§ ENTRIES SHOWN:
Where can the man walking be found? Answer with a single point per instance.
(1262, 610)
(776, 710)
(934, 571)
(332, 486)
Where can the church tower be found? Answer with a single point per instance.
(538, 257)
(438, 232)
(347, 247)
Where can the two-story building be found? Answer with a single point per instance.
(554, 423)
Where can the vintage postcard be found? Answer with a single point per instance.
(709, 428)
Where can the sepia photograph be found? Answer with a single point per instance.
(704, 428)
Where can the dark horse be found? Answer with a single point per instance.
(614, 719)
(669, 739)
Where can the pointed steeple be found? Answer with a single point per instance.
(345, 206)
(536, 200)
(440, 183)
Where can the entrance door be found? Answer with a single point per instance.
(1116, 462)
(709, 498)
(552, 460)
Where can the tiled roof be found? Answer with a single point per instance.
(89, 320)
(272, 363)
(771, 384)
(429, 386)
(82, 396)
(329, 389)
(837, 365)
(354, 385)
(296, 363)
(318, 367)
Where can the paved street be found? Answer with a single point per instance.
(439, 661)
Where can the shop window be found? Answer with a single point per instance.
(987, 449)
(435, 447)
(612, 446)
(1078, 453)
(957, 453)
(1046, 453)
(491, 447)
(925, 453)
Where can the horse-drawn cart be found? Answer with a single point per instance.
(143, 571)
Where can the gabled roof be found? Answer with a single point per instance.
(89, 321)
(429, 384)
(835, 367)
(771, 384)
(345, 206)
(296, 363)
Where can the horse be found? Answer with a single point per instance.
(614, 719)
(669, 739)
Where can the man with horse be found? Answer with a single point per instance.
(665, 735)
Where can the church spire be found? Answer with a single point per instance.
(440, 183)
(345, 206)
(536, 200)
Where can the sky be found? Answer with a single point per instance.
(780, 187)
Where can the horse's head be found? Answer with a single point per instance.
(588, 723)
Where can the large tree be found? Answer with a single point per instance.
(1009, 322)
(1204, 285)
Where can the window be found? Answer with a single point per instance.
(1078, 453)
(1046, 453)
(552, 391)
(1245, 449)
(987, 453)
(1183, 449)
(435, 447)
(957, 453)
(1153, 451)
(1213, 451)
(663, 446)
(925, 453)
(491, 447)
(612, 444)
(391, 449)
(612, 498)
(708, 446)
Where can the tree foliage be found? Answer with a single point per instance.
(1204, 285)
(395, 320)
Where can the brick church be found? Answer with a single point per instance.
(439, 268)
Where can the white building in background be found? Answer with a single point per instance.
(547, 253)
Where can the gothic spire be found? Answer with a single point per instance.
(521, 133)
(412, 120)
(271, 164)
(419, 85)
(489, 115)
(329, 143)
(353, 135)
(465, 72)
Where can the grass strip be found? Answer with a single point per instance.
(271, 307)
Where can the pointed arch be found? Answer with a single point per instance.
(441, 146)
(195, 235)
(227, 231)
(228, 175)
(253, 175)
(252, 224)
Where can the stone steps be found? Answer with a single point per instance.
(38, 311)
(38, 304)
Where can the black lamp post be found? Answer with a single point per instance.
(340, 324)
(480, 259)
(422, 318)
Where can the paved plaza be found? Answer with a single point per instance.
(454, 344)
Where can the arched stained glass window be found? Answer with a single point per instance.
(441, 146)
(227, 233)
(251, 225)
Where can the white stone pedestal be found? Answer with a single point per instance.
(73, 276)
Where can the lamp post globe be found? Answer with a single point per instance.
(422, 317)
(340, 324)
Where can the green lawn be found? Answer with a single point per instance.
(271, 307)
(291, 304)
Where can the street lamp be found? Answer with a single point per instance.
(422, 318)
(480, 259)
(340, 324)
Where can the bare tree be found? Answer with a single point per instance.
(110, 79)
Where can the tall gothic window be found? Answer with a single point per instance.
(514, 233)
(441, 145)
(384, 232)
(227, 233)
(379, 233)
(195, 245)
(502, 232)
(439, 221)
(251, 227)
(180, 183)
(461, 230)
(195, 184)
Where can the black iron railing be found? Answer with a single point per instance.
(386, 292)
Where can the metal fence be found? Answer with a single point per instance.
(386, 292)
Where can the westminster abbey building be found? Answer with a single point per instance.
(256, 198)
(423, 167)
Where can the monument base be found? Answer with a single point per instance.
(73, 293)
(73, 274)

--

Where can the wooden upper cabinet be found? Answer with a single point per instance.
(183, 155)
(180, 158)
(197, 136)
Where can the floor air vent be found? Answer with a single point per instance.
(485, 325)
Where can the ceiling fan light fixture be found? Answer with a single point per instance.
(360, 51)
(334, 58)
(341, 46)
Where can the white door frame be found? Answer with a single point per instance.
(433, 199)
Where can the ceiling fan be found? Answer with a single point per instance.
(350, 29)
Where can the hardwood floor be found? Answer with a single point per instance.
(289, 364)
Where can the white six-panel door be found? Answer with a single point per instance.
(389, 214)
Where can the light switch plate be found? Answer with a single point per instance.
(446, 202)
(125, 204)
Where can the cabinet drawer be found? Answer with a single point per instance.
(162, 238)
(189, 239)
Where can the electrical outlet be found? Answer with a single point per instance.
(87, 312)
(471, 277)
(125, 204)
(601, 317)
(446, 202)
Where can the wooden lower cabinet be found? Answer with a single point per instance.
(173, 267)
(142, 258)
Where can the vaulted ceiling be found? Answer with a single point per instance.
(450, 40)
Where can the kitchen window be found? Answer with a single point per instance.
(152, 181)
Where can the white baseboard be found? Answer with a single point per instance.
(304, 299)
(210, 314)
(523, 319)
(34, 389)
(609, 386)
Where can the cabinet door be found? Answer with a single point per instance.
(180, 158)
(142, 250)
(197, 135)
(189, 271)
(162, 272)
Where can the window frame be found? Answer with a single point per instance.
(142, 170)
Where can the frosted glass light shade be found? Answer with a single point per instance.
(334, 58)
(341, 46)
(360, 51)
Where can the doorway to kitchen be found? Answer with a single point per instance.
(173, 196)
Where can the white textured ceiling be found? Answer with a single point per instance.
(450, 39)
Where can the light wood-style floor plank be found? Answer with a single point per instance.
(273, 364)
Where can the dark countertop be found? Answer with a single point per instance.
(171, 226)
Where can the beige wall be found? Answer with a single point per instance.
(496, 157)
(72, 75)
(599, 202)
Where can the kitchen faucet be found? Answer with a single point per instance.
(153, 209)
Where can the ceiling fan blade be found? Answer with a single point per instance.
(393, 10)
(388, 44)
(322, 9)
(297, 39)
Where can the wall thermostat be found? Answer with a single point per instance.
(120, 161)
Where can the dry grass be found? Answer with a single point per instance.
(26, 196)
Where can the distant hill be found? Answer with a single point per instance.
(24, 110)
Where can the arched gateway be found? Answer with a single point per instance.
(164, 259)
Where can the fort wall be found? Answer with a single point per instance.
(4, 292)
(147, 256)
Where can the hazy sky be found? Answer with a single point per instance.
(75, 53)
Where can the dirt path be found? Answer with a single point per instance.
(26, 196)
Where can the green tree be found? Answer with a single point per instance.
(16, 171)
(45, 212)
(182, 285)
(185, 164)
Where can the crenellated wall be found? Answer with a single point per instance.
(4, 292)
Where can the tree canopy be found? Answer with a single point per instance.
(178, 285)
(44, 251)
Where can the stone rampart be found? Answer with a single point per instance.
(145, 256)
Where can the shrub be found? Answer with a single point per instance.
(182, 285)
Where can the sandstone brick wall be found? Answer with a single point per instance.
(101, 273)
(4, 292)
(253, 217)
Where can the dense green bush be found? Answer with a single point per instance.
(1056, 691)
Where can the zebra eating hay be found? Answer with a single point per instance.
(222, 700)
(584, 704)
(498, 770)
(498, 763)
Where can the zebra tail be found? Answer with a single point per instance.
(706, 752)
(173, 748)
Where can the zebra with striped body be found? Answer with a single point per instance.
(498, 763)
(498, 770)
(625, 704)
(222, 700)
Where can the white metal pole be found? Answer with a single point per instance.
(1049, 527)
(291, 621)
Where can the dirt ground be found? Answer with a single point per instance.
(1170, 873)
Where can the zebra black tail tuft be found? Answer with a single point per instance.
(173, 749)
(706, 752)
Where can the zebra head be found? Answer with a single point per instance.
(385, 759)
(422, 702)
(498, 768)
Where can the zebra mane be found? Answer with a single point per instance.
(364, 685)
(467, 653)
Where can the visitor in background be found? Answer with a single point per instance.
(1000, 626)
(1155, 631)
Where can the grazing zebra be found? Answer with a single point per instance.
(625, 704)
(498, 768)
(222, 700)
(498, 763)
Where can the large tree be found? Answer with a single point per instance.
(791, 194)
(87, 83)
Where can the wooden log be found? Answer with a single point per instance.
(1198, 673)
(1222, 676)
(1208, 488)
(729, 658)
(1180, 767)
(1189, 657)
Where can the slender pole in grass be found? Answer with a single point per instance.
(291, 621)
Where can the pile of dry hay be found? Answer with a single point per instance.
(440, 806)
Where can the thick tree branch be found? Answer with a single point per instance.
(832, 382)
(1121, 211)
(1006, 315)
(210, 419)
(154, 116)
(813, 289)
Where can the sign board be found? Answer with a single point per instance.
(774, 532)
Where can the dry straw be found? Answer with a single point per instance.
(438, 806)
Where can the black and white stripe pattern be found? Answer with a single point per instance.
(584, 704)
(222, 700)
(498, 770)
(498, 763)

==

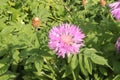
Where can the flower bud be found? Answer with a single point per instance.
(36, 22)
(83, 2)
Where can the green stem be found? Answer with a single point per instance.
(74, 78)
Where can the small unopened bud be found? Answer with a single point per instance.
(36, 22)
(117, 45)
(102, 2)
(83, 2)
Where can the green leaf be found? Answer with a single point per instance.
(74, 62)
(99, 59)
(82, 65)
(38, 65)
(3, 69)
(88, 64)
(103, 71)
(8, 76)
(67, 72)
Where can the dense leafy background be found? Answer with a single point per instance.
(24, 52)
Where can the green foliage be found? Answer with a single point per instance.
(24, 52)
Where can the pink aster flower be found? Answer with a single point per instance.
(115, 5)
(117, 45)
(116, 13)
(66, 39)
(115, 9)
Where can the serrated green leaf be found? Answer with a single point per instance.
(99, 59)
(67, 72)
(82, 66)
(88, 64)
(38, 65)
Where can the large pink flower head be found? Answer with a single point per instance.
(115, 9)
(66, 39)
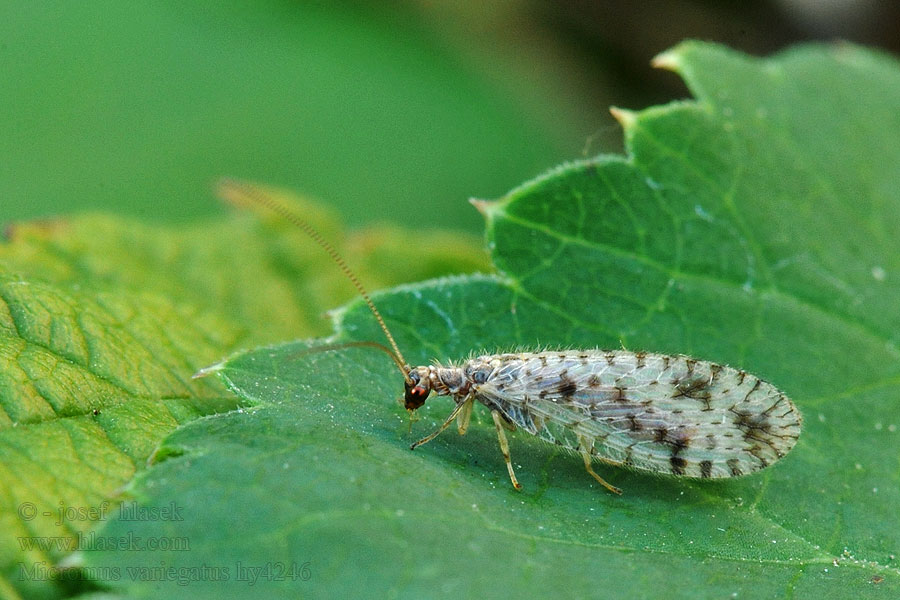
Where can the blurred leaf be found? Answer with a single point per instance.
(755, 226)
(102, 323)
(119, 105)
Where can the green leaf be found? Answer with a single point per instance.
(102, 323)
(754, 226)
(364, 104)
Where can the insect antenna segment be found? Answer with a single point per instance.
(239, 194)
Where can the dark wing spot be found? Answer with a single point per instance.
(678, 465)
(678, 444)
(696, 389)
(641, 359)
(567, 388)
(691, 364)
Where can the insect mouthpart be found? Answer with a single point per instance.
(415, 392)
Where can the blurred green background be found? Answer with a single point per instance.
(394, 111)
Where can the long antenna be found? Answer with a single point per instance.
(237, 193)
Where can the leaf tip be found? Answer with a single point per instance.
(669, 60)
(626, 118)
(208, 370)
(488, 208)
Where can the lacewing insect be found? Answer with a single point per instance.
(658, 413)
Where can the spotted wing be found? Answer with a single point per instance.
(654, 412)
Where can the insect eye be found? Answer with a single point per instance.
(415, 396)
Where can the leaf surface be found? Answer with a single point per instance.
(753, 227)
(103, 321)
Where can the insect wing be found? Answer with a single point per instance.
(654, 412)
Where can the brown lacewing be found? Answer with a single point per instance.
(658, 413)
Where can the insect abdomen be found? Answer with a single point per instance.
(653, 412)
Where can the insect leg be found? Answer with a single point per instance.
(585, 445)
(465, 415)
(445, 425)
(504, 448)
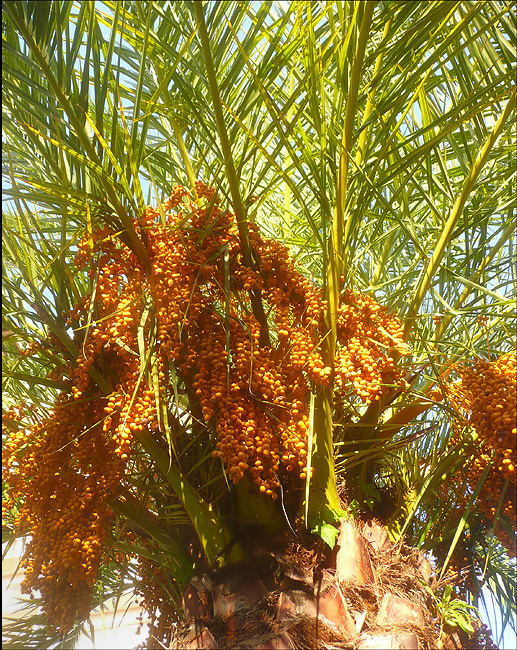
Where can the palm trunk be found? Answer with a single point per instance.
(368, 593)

§ EXERCISE:
How many lines of the data above contain the string "street", with case counted? Reply with the number alone.

§ THE ANSWER:
2